* PROMPT
Whatever follows the line containing "the bird of" in the listing below should be printed exactly, along with that line itself.

#### EXTRACTED MATERIAL ####

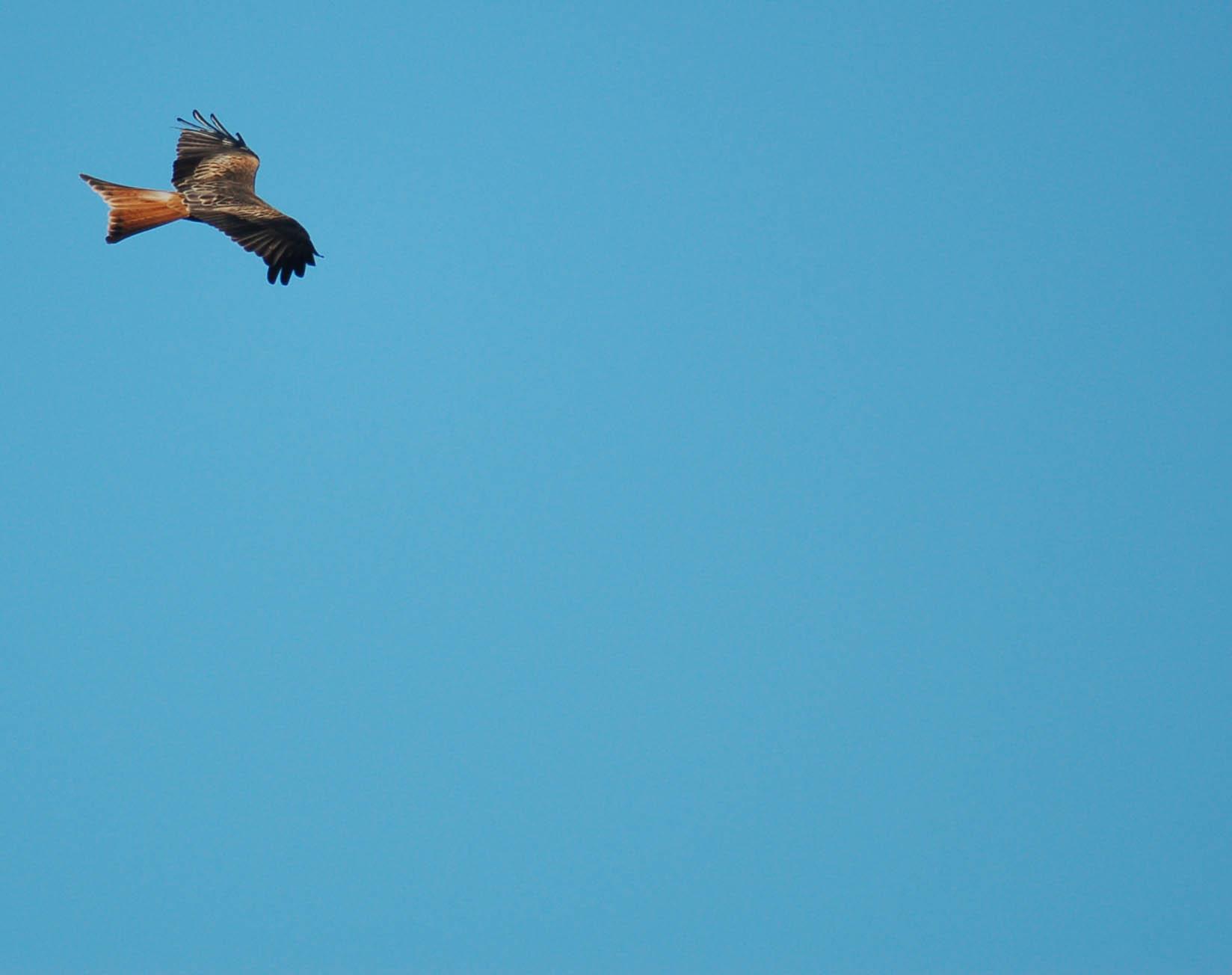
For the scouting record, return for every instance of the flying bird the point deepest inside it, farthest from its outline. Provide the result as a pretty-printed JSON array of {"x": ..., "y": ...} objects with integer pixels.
[{"x": 215, "y": 175}]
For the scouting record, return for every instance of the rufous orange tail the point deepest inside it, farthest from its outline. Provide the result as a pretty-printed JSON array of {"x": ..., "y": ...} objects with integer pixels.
[{"x": 135, "y": 210}]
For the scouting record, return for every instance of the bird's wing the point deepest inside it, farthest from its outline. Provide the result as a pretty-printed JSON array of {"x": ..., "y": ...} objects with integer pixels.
[
  {"x": 275, "y": 237},
  {"x": 209, "y": 152}
]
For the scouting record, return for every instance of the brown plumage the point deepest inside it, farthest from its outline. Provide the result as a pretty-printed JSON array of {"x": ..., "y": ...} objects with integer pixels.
[{"x": 213, "y": 175}]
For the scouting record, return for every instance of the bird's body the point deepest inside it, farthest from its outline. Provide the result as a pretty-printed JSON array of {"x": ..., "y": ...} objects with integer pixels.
[{"x": 213, "y": 175}]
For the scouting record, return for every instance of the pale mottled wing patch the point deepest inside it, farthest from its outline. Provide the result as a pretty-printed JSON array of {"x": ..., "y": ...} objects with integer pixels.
[{"x": 209, "y": 152}]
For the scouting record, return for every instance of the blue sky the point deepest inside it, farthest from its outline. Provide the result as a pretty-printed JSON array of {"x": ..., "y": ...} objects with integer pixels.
[{"x": 745, "y": 490}]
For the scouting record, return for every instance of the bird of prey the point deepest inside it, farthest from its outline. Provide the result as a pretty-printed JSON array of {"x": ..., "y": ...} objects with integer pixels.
[{"x": 213, "y": 175}]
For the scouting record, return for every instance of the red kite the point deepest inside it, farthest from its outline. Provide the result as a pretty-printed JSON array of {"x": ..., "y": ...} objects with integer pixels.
[{"x": 215, "y": 175}]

####

* SOLUTION TO THIS PROBLEM
For the scouting record, return for every instance of the bird of prey the point deepest inside it, farthest from its outline. Provide the result as a pretty-printed JSON array of {"x": ..., "y": ...} objects with integer pixels.
[{"x": 213, "y": 175}]
For the scouting record, return for every instance of the red kite the point deepest inside it, farthest from its outline. Provide the result as a pretty-printed JSON array of {"x": ..., "y": ...} objects with integer pixels.
[{"x": 215, "y": 175}]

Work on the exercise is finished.